Object point labels

━━━━━━━━━━━━━━━━━━━━━━━━━━━━━━

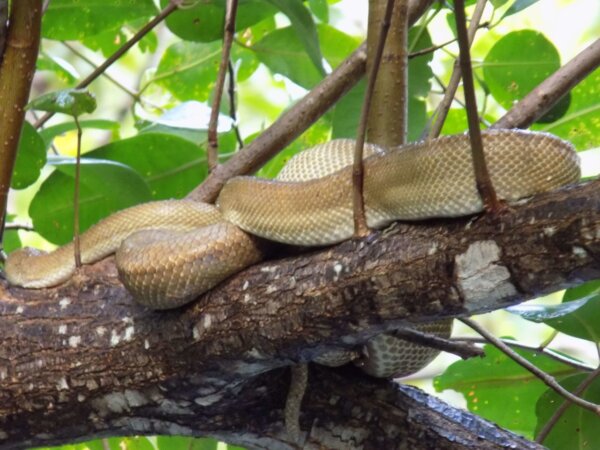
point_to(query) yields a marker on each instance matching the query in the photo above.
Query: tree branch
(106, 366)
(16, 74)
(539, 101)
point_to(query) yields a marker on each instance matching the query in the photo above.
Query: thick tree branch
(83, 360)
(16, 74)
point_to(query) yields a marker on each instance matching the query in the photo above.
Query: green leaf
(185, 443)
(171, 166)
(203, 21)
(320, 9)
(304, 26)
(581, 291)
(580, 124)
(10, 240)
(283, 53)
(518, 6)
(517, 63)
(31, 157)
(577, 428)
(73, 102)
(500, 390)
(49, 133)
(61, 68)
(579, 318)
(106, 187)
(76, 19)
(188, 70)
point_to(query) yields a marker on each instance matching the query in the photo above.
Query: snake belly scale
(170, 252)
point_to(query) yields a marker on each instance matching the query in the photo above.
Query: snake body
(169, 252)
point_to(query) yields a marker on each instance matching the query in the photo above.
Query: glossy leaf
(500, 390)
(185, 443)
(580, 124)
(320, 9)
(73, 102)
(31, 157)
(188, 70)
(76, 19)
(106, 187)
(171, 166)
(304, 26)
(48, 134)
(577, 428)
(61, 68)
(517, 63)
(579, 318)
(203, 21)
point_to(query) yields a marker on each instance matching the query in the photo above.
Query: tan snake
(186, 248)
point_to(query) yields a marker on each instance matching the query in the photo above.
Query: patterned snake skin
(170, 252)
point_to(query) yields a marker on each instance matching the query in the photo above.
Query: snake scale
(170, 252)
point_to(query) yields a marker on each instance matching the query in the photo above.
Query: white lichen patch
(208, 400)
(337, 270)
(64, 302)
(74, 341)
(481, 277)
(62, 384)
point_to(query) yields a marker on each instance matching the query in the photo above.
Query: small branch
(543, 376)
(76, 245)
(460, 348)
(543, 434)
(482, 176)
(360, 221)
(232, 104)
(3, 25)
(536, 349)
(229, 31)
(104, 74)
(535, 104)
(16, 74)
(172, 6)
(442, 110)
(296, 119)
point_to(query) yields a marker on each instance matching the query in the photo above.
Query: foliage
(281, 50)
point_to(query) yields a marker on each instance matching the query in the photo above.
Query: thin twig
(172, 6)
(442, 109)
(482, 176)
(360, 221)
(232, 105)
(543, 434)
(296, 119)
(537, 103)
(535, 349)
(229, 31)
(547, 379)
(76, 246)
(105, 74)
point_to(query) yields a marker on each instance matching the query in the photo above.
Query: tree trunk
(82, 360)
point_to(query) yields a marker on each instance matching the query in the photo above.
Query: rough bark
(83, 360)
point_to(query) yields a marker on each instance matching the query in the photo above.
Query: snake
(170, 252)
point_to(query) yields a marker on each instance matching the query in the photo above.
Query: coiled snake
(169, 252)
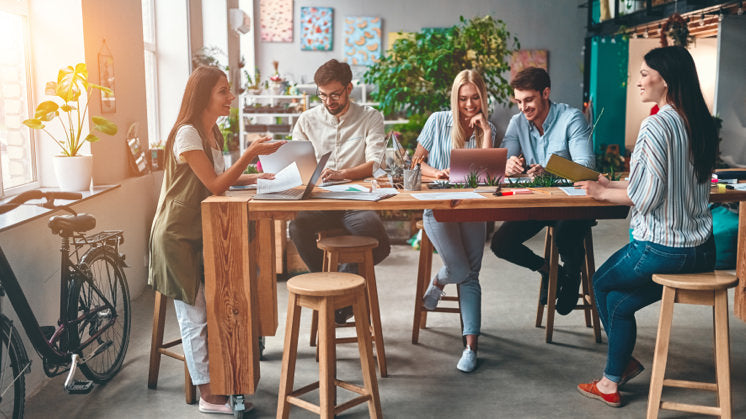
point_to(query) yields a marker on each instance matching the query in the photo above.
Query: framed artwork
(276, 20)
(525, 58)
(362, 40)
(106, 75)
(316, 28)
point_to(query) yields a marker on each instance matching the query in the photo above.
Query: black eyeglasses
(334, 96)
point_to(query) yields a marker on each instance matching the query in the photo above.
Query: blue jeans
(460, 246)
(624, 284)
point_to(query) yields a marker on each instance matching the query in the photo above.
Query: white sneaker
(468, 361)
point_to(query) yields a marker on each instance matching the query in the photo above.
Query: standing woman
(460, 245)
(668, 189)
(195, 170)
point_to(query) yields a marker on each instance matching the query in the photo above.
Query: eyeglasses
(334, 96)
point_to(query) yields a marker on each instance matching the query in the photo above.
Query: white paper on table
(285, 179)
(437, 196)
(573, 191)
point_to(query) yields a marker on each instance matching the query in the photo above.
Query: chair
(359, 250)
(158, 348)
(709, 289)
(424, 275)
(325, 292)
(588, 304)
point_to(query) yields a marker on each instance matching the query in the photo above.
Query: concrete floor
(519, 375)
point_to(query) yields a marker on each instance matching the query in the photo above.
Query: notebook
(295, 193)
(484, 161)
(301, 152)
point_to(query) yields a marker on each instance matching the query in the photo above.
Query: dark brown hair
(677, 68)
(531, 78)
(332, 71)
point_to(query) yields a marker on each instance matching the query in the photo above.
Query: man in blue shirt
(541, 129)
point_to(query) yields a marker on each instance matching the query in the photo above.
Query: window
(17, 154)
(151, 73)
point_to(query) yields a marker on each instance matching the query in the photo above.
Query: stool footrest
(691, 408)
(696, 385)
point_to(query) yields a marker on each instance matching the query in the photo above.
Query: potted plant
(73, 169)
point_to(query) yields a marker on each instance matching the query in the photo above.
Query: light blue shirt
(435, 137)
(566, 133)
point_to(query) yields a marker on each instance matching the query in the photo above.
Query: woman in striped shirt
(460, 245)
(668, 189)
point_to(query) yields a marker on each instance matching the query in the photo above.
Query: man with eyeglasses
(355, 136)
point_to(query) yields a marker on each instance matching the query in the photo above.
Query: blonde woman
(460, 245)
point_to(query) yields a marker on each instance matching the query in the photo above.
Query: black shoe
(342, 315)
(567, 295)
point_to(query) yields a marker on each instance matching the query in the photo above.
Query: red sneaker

━━━━━━━━━━━━━━━━━━━━━━━━━━━━━━

### Given problem
Without the pictures, restate each entry exactly.

### Answer to this task
point_to(query) yields a marker on each instance matching the query in the photo above.
Query: tree branch
(106, 366)
(16, 74)
(539, 101)
point_to(query) yields a marker on each instance matching the query in the photo above.
Query: thick tree branch
(83, 360)
(16, 74)
point_to(query) yields a marker on each instance matching the query in the photo above.
Query: green leaf
(185, 443)
(171, 166)
(203, 21)
(320, 9)
(304, 26)
(581, 291)
(580, 124)
(10, 240)
(283, 53)
(518, 6)
(517, 63)
(31, 157)
(577, 428)
(73, 102)
(500, 390)
(49, 133)
(61, 68)
(579, 318)
(106, 187)
(76, 19)
(188, 70)
point_to(query) yields a marker on each instance matching the query in the photo above.
Query: snake belly scale
(170, 252)
point_to(query) yields a marker on each instance matching the query in the photo above.
Query: snake body
(169, 252)
point_to(query) yields a marker on each instance matching the query in the photo above.
Query: glossy leaf
(500, 390)
(185, 443)
(580, 124)
(320, 9)
(73, 102)
(31, 157)
(188, 70)
(76, 19)
(106, 187)
(171, 166)
(304, 26)
(48, 134)
(577, 428)
(61, 68)
(517, 63)
(579, 318)
(203, 21)
point_to(query) yields a marker on each instance matching the query in the photo above.
Query: tan snake
(186, 248)
point_to(query) yields a marker on each instance matching the query in the photo above.
Query: patterned snake skin
(170, 252)
point_to(query) yields a marker on each instance matching the query in the photo above.
Query: snake scale
(170, 252)
point_to(query) yields a marker on each instance matching the query in the photo above.
Query: white lichen patch
(208, 400)
(337, 270)
(64, 302)
(74, 341)
(481, 277)
(62, 384)
point_to(query) yields a marker on each instance matching the query in the photo above.
Query: small branch
(543, 376)
(76, 245)
(460, 348)
(543, 434)
(482, 176)
(360, 221)
(232, 104)
(3, 25)
(536, 349)
(229, 31)
(104, 74)
(535, 104)
(16, 74)
(172, 6)
(442, 110)
(296, 119)
point_to(query) yields a marker on each instance matching the query in the photo above.
Query: foliage
(281, 50)
point_to(query) yields a marker on each instance matching the query in the photo above.
Query: thin twig
(172, 6)
(442, 109)
(482, 176)
(360, 221)
(232, 105)
(543, 434)
(296, 119)
(537, 103)
(535, 349)
(229, 31)
(547, 379)
(76, 246)
(105, 74)
point_to(query) yields a marker on each instance matching the query in the photo above.
Query: tree trunk
(82, 360)
point_to(query) yields a marker on each instance matching the query in the photo above.
Query: rough bark
(83, 360)
point_to(query) yields a marker on each instance matching the query in the photo above.
Query: snake
(170, 252)
point_to(query) yields a marker on each instance matching the query in the photo above.
Query: coiled snake
(169, 252)
point_to(query) yields a marker on each instance matching the query in the photo above.
Query: framed artwork
(276, 20)
(525, 58)
(362, 40)
(106, 75)
(316, 28)
point_to(query) yields a marker on each instance matching the query in the photo above.
Query: black eyeglasses
(334, 96)
point_to(query) yields a marker on each instance matching the query in the photo above.
Query: blue jeans
(460, 246)
(624, 284)
point_to(query) yields a marker on each instance matching the query in the photo above.
Query: white sneaker
(468, 361)
point_to(query) yields a marker on each instance matching the query in the photo above.
Query: standing woman
(460, 245)
(668, 189)
(195, 170)
point_to(query) yields a marker on each instance matching the query in the photo above.
Query: eyeglasses
(334, 96)
point_to(query) yields a marker on each instance matching the query in the photo above.
Query: white paper on table
(285, 179)
(437, 196)
(573, 191)
point_to(query) yields a marker on each instance matching the query in the photo above.
Query: chair
(359, 250)
(158, 348)
(709, 289)
(424, 275)
(325, 292)
(588, 304)
point_to(query) yields a marker on each instance matching the query in the photo above.
Query: concrete floor
(519, 375)
point_to(query) yields a marker on each instance matching the query in the photo above.
Query: notebook
(295, 193)
(484, 161)
(301, 152)
point_to(query) yields a marker on each instance matching the query in the photo above.
Query: dark brown hair
(677, 68)
(531, 78)
(332, 71)
point_to(query) yields a marker on each instance matching the query in the photo above.
Query: man in blue shirt
(541, 129)
point_to(query) yields a marker on each instance matching the query in the photo above.
Query: window
(17, 154)
(151, 73)
point_to(query) yields a marker on each instance matching the query in the photo above.
Query: stool footrest
(691, 408)
(696, 385)
point_to(query) yields a marker on each instance matching the query in the photo above.
Query: potted plant
(73, 169)
point_to(query) yields a marker on each instance matching the query in the photo above.
Query: light blue shirt
(435, 137)
(566, 133)
point_to(query) yields a marker on each instance matching the query in the photo above.
Query: woman in striped shirt
(460, 245)
(668, 189)
point_to(query) yields a marker on each instance matching the query in the photo above.
Query: man with eyeglasses
(355, 136)
point_to(query) yields a marker on each instance matching the query in the photo above.
Query: blonde woman
(460, 245)
point_to(query) yields a marker on each instance matching the query in the photo above.
Query: black shoe
(342, 315)
(567, 295)
point_to(query) yields a marker on each instance matching the query in the photo above.
Query: red sneaker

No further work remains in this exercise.